• **TASKS AND EXERCISES**
- A) Answer these from the excerpt about recovering `d`, labeling each answer to match:
(i) How many rounds does the challenge have?
(ii) What bound is stated for `|k1 - k2|`?
(iii) How many points are generated so that one of them is `R2 = k2*G`?
- B) Please list the four pieces that the excerpt about recovering `d` names, of which only three are given.
- C) Extend the excerpt about recovering `d`, picking up right after its final sentence.

• **DOCUMENT EXTRACT**

--- begin ---

We are only given 3 of the four pieces `(r1,s1,r2,s2)` AND we don't know which of these integers is which. We can break down our problem in two questions:

- Case 1: given `(r1,s1,r2)`, can we calculate `d`?
- Case 2: given `(r1,s1,s2)`, can we calculate `d`?

For the first case, I have no idea how to solve this. Maybe there's a way, but I can't see it. It might then seems like it's impossible to pass all 100 rounds of teh challenge, but we find that if we can solve one round, the remaining 99 are easier.

For the second case, we know that `r1 = k1*G` and the missing data is `r2 = k2*G`. As `|k1 - k2| < 4096`, we can take `r1`, lift it to find `R1`. We can then generate `2*4096` points such that one of them is `R2 = k2*G`. Once we have `R1` and `R2`, we know `k1 - k2` and we can solve the above equation for `d`. Note the contrast to case 1, where knowing `(r1,s1,r2)` doesn't help you find `s2` (as far as i know).

--- end ---

• **DATASET EXCERPTS**

--- begin ---

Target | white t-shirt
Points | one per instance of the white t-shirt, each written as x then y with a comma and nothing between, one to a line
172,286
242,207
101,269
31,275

--- end ---

• **REPLIES**
- A)
(i) 100
(ii) Less than 4096
(iii) `2*4096`

- B) r1, s1, r2, s2

- C)
So if we solve case 2, how can we solve all other rounds? Well, we can use our secret `d` to find `k1` from our data. It is this additional information that allows us to guess every other nonce for the rest of the challenge. As the difference is small, given `k_found` every other `k` will be one of `2*4096` nonces either side of it.

Our first question is given some data `(?,?,?)` how do we know if we are in case 1 or case 2? By taking the data given, we know that one of them is `r1`. By lifting this onto the curve we can look at the `2*4096` possible `r2` values, if any of these points are in our array, we know we have `r1, r2` and thus it is `s2` which is missing.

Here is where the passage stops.